◆ **TEXTE D'ÉTUDE**
== == ==

6- Les analyses génétiques peuvent aussi déceler une espèce vendue pour une autre. Les mareyeurs sont-ils parties prenantes pour déjouer ces ruses ?

7- Quelles sont les espèces marines braconnées à l’international impliquant ainsi la France ?

 

1- Quels sont les modes d’action du braconnage d’espèces marines sensibles ?

Charlotte Nithart – Les réseaux sont très diversifiés. Ça va de pêcheurs « de loisir » qui vendent en direct aux restaurants, aux gangs internationaux avec des ramifications lointaines – Vietnam, Chine – où il est très difficile d’agir. Les prix sont très hauts, parfois plusieurs milliers d’euros le kilo, que ce soit les civelles, concombres de mer, ormeaux, thons, tortues marines, hippocampes… Les réseaux sont réactifs pour déjouer les contrôles. La lutte contre les trafics fait intervenir tous les échelons : les vigies de terrain que sont les pêcheurs respectant la réglementation, les conventions et actions internationales… Le cas de la civelle est intéressant, vu sa raréfaction et son prix. Même si la pêche aujourd’hui est encadrée, les efforts seront vains s’il y a une relâche des contrôles.

== == ==

Entrées enregistrées
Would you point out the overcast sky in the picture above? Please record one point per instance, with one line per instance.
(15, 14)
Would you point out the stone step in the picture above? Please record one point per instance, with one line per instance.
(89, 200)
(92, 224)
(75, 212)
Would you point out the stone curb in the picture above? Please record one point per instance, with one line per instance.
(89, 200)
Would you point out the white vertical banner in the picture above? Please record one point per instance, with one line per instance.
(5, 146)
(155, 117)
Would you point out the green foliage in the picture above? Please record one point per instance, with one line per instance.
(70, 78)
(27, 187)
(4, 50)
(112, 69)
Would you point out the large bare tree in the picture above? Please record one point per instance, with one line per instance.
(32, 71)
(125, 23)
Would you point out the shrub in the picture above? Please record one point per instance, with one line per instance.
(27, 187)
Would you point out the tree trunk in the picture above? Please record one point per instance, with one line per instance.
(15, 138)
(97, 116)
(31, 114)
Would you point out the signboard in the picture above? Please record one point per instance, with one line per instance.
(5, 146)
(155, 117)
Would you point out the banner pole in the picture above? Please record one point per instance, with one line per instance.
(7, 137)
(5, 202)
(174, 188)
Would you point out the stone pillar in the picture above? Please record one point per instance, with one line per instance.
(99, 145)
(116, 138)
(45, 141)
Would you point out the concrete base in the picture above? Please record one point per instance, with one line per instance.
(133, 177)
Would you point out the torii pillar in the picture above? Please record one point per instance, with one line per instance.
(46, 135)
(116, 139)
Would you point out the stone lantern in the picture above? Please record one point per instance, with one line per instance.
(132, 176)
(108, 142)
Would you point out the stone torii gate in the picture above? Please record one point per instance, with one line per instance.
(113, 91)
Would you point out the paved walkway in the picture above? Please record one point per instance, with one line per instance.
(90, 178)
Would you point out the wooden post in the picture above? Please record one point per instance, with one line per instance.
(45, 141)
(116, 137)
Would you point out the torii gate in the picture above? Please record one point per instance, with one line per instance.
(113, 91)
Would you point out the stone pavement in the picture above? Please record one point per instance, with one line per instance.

== == ==

Recopiez intégralement le texte sur le braconnage des espèces marines, sans en modifier un seul mot.

6- Les analyses génétiques peuvent aussi déceler une espèce vendue pour une autre. Les mareyeurs sont-ils parties prenantes pour déjouer ces ruses ?

7- Quelles sont les espèces marines braconnées à l’international impliquant ainsi la France ?

 

1- Quels sont les modes d’action du braconnage d’espèces marines sensibles ?

Charlotte Nithart – Les réseaux sont très diversifiés. Ça va de pêcheurs « de loisir » qui vendent en direct aux restaurants, aux gangs internationaux avec des ramifications lointaines – Vietnam, Chine – où il est très difficile d’agir. Les prix sont très hauts, parfois plusieurs milliers d’euros le kilo, que ce soit les civelles, concombres de mer, ormeaux, thons, tortues marines, hippocampes… Les réseaux sont réactifs pour déjouer les contrôles. La lutte contre les trafics fait intervenir tous les échelons : les vigies de terrain que sont les pêcheurs respectant la réglementation, les conventions et actions internationales… Le cas de la civelle est intéressant, vu sa raréfaction et son prix. Même si la pêche aujourd’hui est encadrée, les efforts seront vains s’il y a une relâche des contrôles.